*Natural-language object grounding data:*
========
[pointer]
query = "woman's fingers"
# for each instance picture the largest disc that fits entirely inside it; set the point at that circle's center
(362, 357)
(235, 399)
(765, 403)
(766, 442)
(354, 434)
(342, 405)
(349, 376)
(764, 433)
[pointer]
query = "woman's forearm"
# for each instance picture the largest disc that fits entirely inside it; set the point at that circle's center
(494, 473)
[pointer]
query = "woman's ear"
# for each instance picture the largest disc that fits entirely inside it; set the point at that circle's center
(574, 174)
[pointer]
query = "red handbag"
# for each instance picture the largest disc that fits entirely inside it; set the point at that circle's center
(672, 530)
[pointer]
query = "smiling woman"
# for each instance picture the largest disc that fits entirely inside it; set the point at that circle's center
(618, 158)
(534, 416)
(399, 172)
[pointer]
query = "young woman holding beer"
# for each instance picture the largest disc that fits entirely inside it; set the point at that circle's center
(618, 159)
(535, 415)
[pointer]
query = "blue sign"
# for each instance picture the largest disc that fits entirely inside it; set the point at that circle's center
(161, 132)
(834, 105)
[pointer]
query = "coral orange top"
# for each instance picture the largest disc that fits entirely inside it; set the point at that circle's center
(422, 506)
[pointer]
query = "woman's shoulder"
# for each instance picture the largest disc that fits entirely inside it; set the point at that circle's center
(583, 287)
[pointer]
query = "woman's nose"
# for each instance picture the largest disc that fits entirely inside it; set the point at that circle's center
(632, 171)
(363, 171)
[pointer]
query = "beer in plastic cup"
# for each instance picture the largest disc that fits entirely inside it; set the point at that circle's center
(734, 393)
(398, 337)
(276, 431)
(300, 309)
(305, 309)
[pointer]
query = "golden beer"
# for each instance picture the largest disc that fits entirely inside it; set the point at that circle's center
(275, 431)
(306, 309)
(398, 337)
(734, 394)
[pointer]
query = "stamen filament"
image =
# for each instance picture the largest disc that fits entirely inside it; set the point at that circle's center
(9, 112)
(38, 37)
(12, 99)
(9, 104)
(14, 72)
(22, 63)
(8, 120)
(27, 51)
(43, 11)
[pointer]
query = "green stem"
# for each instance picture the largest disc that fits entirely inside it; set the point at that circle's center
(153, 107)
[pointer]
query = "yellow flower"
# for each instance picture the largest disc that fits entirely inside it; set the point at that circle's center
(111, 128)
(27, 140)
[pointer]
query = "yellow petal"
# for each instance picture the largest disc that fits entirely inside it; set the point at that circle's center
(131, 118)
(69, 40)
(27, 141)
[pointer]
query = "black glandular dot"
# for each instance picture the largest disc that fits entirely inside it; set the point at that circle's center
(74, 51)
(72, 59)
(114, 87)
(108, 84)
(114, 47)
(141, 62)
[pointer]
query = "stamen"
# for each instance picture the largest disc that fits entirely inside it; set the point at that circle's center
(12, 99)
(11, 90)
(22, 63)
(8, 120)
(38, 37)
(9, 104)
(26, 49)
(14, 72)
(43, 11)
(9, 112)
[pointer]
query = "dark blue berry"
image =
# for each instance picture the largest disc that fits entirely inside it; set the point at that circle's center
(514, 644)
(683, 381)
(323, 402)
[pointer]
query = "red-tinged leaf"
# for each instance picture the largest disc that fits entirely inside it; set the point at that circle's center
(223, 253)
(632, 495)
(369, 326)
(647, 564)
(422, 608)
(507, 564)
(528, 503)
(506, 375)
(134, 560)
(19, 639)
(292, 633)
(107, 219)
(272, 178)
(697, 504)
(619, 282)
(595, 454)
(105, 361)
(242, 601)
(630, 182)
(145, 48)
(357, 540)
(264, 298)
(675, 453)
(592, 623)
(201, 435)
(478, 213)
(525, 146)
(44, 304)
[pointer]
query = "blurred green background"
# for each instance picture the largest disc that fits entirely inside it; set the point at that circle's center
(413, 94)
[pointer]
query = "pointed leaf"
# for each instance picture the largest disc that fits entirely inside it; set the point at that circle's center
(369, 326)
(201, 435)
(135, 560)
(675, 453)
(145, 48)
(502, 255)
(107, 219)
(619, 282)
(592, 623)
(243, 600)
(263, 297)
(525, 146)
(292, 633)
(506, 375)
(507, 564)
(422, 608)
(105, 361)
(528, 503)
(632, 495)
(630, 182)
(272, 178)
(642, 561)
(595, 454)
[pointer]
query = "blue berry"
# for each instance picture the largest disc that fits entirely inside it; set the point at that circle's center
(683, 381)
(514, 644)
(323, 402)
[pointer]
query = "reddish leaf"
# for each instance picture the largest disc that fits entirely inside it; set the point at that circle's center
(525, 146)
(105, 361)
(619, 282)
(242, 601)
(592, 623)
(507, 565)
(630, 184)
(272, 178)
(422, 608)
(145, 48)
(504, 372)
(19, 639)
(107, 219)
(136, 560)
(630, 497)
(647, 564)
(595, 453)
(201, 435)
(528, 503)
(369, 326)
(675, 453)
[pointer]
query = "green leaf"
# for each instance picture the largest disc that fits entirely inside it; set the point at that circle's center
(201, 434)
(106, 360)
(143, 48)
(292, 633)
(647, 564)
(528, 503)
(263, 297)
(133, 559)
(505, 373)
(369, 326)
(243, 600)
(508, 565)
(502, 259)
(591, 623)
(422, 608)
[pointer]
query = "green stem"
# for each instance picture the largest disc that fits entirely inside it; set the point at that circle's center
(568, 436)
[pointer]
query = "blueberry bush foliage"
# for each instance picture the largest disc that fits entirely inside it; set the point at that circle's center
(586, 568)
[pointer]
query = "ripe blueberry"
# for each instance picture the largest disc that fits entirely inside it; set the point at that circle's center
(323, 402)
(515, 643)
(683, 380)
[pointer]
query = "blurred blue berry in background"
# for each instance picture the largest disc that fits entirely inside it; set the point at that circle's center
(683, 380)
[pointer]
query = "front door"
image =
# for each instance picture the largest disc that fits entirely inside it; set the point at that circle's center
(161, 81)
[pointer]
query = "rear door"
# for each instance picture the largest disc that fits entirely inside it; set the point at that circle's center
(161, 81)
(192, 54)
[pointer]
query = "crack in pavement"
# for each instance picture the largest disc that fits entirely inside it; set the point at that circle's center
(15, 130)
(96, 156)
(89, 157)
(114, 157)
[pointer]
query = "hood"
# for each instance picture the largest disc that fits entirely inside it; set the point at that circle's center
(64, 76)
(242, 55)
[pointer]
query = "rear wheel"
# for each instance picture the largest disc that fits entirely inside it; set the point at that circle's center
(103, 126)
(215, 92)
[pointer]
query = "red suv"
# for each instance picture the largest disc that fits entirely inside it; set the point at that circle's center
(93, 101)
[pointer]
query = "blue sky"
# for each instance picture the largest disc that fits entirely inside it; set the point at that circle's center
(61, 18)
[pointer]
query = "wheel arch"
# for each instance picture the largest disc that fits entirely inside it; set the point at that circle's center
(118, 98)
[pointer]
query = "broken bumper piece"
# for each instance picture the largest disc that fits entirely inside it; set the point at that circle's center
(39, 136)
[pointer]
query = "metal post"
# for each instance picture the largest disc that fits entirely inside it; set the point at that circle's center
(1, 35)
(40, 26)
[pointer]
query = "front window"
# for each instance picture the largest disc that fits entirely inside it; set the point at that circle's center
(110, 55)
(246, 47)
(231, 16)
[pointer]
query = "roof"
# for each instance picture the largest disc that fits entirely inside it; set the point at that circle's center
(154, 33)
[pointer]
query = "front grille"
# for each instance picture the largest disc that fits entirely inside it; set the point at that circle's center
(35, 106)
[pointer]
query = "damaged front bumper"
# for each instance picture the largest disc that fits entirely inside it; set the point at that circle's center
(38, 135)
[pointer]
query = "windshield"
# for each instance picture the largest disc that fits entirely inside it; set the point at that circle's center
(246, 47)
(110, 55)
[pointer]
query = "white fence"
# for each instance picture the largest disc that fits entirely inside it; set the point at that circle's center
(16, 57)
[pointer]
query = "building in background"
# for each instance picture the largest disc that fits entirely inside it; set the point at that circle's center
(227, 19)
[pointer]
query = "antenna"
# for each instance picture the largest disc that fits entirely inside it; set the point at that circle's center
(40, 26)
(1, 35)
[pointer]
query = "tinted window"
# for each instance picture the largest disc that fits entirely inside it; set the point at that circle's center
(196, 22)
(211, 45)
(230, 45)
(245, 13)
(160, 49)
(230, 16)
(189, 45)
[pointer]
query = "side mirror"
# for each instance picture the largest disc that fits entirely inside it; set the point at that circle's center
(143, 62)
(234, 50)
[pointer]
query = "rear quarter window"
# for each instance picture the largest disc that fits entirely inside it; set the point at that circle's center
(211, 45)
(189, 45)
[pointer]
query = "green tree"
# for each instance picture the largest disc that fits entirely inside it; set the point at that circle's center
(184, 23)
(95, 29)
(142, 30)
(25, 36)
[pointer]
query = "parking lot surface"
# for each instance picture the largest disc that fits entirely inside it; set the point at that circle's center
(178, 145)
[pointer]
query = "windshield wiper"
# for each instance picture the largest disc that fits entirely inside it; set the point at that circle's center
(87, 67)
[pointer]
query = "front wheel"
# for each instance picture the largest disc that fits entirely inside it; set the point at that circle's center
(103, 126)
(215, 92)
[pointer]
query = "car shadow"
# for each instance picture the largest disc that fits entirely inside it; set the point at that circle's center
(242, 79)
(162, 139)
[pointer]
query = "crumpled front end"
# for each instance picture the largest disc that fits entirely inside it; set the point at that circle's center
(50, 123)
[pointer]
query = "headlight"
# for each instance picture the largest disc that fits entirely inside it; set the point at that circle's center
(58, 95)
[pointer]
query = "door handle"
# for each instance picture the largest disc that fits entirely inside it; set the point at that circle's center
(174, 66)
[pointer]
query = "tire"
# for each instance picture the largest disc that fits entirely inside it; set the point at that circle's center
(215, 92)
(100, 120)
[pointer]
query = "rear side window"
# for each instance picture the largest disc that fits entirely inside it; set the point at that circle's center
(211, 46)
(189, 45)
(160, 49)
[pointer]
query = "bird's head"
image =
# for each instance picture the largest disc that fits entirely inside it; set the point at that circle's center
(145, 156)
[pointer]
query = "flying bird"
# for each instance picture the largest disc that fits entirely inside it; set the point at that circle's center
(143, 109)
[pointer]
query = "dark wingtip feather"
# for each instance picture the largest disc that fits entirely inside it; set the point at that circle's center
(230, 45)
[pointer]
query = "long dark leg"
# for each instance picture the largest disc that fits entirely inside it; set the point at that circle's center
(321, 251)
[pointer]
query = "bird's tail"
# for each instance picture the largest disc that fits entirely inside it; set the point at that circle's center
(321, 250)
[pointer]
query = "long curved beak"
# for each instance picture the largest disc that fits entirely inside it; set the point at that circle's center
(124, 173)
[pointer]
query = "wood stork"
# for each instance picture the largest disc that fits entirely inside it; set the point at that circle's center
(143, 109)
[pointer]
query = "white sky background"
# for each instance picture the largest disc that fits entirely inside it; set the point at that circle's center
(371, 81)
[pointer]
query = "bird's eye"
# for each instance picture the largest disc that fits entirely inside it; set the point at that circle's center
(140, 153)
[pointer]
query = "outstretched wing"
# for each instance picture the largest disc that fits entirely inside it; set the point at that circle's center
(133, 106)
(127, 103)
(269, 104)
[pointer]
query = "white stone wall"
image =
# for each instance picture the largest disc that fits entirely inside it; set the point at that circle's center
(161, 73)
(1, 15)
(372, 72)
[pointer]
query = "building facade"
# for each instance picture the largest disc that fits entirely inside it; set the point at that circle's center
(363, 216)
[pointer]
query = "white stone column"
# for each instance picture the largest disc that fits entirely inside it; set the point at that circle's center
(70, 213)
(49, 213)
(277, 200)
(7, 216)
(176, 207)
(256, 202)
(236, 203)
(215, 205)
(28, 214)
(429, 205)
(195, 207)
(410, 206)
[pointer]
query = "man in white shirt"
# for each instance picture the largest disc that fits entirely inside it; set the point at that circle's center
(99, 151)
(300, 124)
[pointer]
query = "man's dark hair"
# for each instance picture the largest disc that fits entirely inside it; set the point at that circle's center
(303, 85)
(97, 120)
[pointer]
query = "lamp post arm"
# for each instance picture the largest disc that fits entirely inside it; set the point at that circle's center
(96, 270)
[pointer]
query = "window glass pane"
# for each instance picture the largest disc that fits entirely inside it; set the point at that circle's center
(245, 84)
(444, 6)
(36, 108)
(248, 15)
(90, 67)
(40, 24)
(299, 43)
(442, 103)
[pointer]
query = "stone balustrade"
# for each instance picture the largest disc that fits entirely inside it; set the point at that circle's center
========
*Task to complete:* Count the lines of the records that include the word "leaf". Give the number by itself.

*Response:* 4